* **Saved data entries**

>>>>>

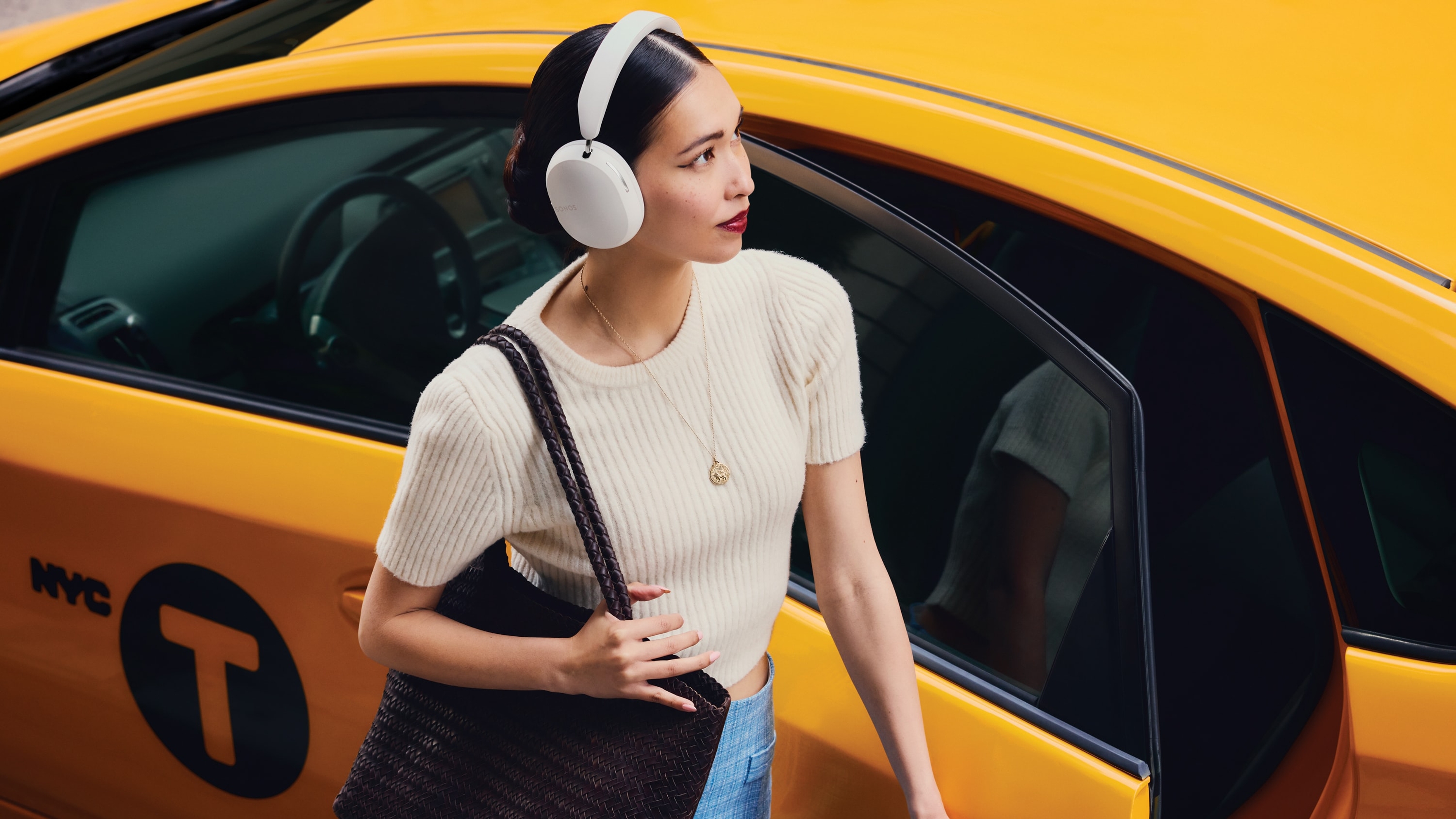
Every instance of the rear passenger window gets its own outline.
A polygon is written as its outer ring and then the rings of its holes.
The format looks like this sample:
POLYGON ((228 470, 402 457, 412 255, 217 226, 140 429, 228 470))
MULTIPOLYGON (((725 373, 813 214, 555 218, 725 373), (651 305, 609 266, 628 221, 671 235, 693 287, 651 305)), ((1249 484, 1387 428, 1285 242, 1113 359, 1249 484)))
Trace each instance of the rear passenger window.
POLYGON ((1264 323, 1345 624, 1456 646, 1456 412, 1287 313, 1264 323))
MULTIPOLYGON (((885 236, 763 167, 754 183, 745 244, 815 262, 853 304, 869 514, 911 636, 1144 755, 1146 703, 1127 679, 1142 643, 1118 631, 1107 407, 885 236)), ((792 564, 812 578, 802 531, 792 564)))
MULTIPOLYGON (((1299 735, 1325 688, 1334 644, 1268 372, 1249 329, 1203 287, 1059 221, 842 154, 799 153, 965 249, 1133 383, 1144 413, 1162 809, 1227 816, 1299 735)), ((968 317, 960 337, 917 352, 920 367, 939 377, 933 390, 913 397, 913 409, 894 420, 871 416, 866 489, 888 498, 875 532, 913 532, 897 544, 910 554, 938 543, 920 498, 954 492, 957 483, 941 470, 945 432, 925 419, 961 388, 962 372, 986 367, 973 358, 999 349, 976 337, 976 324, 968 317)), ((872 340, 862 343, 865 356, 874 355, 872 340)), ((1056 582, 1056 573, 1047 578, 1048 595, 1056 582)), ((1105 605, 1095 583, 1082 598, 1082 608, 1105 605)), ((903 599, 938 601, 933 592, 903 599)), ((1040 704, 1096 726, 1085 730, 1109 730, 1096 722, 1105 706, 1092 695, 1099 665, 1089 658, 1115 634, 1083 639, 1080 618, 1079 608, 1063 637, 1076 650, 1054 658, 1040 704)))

<<<<<

* **YOUR INSTRUCTIONS**
Please rewrite everything from the start of the items down to the line containing "POLYGON ((228 470, 402", replacing "rear passenger window" with "front passenger window" and keeping all else unchanged. Leave the pictures out of your answer.

* **EXERCISE RESULT**
Every instance of the front passenger window gets its own outline.
A polygon is written as its outer ring and then the rings of its holes.
The format looks like this sample:
POLYGON ((228 470, 402 457, 412 255, 217 226, 140 429, 228 470))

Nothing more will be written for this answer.